- The problem
Reproduce the passage of the pet health exam article below, between "The doctor can" and "with the owner.", inclusive.

START Study text

COL Regular health exams can protect your pets

By Dr. Greg McGrath

Knight Ridder Newspapers

Routine health maintenance examinations are a very important part of preserving our pets' health.

Dogs and cats live only one-fourth to one-sixth as long as humans, so changes in their health occur at a faster pace. Catching a problem while it's small is much better than waiting until it becomes severe.

Puppies and kittens reach a stage of maturity by six months of age that it takes a human about 12 years to achieve. Routine examinations during rapid growth look mainly for developmental problems. Childhood immunizations are spread out over several years in humans, but the puppy and kitten series of vaccinations are completed by four months of age. At each visit, the veterinarian will perform a physical examination to be sure the youngster is maturing properly.


Deciduous teeth (baby teeth) will fall out and permanent teeth come in between four and six months of age in our pets, whereas the process takes years in humans. It's fairly common for small-breed puppies to retain some of their deciduous teeth after they should have fallen out, which can cause permanent problems with the adult teeth. An examination at five to six months to check dental development is usually recommended for breeds that are suspect for this problem.

The annual examination for young adults can catch problems before they become severe, such as a buildup of plaque and tartar on teeth that can lead to periodontal disease if the teeth aren't cleaned soon enough. Excess body weight is another problem that is better dealt with sooner than later, during the young adult stage of life.

Once a dog or cat reaches middle age and beyond, wear and tear start to show up.

Heart conditions such as murmurs, eye diseases such as cataracts and tumors may be detected during a doctor's examination even before the owner recognizes a problem.

Weight management and dental care continue to be areas that are evaluated at every visit.

Some owners accept a slowdown in their aging pet's activity as "just growing older," but diseases such as osteoarthritis or hypothyroidism may be the cause.

The doctor can diagnose some aging diseases during the physical or may run laboratory tests to diagnose other conditions when suspicion is raised during consultations with the owner.

The ultimate goal of routinely scheduled health maintenance examinations is to keep pets healthy by giving vaccinations to prevent infectious diseases or catching problems early.

END Study text
START Listed records

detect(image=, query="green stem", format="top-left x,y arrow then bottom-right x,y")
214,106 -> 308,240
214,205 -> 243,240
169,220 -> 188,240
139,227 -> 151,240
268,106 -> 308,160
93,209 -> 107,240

END Listed records

- Reply
The doctor can diagnose some aging diseases during the physical or may run laboratory tests to diagnose other conditions when suspicion is raised during consultations with the owner.